(Source excerpt):
(begin)

# Sour cream cheese



## eliya (Mar 11, 2008)

We've been making cream cheese using the recipe here: http://www.thefamilyhomestead.com/makecreamcheese.htm

It's great except for the fact that it always seems to turn out more sour than store bought cream cheese. Sometimes it is pretty grainy too. What is the trick to getting super smooth, non-sour cream cheese?


----------



## linuxboy (Oct 26, 2009)

Smooth: hit right acidity targets for when you add rennet, and when you start to drain (4.6-4.8)
acidity: select the right culture, such as a DL mix, and drain at 4.6-4.8


----------



## nightskyfarm (Sep 7, 2009)

You might try using a bit less culture. I use 1/8 - 1/4 tsp for 4 gallons of milk with excellent results.


----------



## fmg (Jul 4, 2011)

That is basically the recipe I follow for making chevre. I have had grainy batches and liquidy batches, but mostly I got into a routine last summer and was doing well. Then I took some time off from milking, and the first batch I made was a fail.  It never set up. I think maybe I just needed to give it a bit more time. That's what I just read on another of the cheesemaking threads here, for early lactation milk, it takes longer for the cheese to set up/separate from the whey.


----------



## [email protected] (Sep 18, 2008)

I just made some yoghurt cheese (first time) and it came out to be cream cheese. I really didn't know what to expect, but wasn't expecting THAT! LOL


----------



## MF-Alpines (Mar 29, 2010)

The recipe that the OP linked to, does anyone know if I can use the mesophilic direct set from www.cheesemaking.com? I'd love to try cream cheese.


----------



## fmg (Jul 4, 2011)

I use a mesophilic DVI for mine instead of buttermilk. For me, the results have been more consistent.


----------

(end)

In the cream cheese thread, how much culture does nightskyfarm use for 4 gallons of milk?

(Data provided):

(begin)

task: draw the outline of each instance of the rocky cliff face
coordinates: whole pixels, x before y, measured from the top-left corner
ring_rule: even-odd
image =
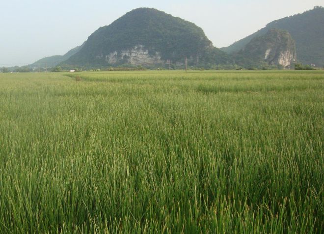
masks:
[[[177,66],[186,57],[189,65],[228,60],[194,24],[155,9],[138,8],[95,31],[62,65]]]
[[[235,56],[243,64],[289,67],[296,61],[296,54],[295,41],[289,33],[272,29],[265,35],[253,38]]]
[[[102,55],[97,56],[97,58],[101,58]],[[134,46],[131,49],[123,50],[120,51],[114,51],[105,56],[105,60],[109,64],[115,64],[121,60],[125,63],[133,65],[151,65],[163,63],[165,62],[161,59],[160,52],[155,52],[150,53],[144,46],[139,45]]]

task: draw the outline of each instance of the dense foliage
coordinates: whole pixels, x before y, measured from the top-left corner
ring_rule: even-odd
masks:
[[[276,20],[257,32],[235,42],[224,51],[233,53],[243,49],[253,38],[266,34],[272,28],[286,30],[296,42],[298,60],[305,64],[324,65],[324,8],[314,9]]]
[[[68,59],[72,55],[78,53],[82,48],[83,44],[70,50],[64,55],[54,55],[41,58],[28,66],[30,68],[54,67],[58,64]]]
[[[253,38],[243,49],[232,56],[236,64],[247,68],[262,69],[271,66],[278,68],[279,57],[284,51],[295,55],[294,40],[287,31],[271,29],[265,34]]]
[[[89,37],[81,51],[64,63],[107,66],[109,64],[106,55],[139,45],[145,46],[149,54],[161,53],[162,59],[170,60],[172,63],[183,63],[186,57],[191,64],[199,63],[197,58],[202,58],[208,50],[209,54],[217,54],[217,59],[228,61],[226,55],[214,48],[203,30],[194,24],[155,9],[138,8],[100,28]],[[207,59],[203,58],[204,62],[217,62]]]
[[[0,233],[324,232],[323,71],[0,74]]]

(end)

(Result for this exercise): 1/8 to 1/4 teaspoon.